DIRECTIONS: Begin at the line that contains "Batch job spec — class: man's face." and stop after the last line, then write out each line again, requests included, rescaling only the bounding-box coordinates in the answers by multiplying them by 1.9 and rounding to whole numbers, with halves rounded up. Leave the pictures out.

--------

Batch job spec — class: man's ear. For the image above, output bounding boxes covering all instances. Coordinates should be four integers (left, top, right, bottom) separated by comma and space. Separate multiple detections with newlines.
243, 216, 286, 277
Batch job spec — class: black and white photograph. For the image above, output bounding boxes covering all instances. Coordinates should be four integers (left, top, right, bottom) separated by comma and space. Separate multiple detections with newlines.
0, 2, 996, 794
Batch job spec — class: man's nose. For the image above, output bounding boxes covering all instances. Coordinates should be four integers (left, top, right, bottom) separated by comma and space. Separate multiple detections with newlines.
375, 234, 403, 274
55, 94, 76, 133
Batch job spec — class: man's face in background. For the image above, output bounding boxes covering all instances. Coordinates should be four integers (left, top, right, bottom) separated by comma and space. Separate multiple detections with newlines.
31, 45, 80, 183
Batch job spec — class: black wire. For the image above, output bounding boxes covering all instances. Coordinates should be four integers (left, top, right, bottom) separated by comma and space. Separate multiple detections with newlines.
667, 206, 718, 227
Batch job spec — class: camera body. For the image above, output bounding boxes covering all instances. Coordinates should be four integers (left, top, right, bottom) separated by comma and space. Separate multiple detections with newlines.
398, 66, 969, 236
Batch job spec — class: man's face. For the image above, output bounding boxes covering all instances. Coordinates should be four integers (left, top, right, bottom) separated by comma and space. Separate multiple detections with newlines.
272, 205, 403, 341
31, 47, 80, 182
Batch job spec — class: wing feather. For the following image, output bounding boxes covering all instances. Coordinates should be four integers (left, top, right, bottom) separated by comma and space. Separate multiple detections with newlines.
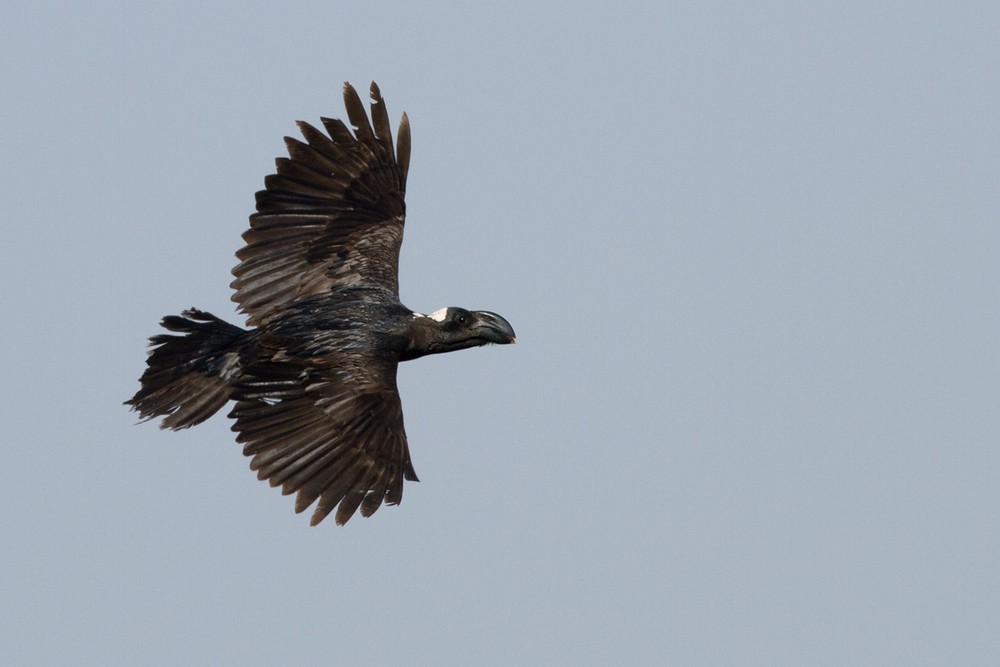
230, 354, 416, 525
232, 83, 410, 325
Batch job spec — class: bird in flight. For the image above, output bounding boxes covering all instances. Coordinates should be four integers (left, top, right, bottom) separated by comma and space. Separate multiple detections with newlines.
125, 82, 515, 525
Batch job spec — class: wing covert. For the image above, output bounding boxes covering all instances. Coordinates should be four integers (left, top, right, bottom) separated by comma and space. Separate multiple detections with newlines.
232, 82, 410, 326
229, 357, 417, 525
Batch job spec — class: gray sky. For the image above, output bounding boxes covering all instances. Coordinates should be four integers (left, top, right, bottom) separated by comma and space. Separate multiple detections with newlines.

--------

EXERCISE OUTPUT:
Batch job spec — class: man's face. For the image above, output bounding boxes covering all instances. Coordinates should be four integers (left, top, right, bottom) separated by comma and space. Separate multiple detections with newlines.
517, 390, 766, 648
59, 89, 152, 346
Batch job spec — class: wing feather. For the following image, output bounding boxes covering all instances. Coordinates should be four integers (left, top, right, bottom) separated by comma and space. Separate multiple detections with newlines.
437, 673, 790, 998
441, 158, 779, 618
Batch job spec — class: bird in flight. For the image above, output bounding boxes covering all instances. Coordinates should be four integers (left, top, right, bottom) separated by comma and space. Separate multiple detections with newlines.
238, 156, 979, 998
Batch job spec — class: wing covert. For the image above, output bounding boxes covering all instances. Coordinates should be four integers (left, top, right, bottom) separated by comma and space. Separate multiple detections with newlines.
441, 156, 779, 619
435, 678, 792, 998
Batch job spec — class: gray sky. For the image above, output bounding boxes covering all instances. Coordinates should be four integers (left, top, right, bottom) separated by comma and space. Separate multiple detections with newlines.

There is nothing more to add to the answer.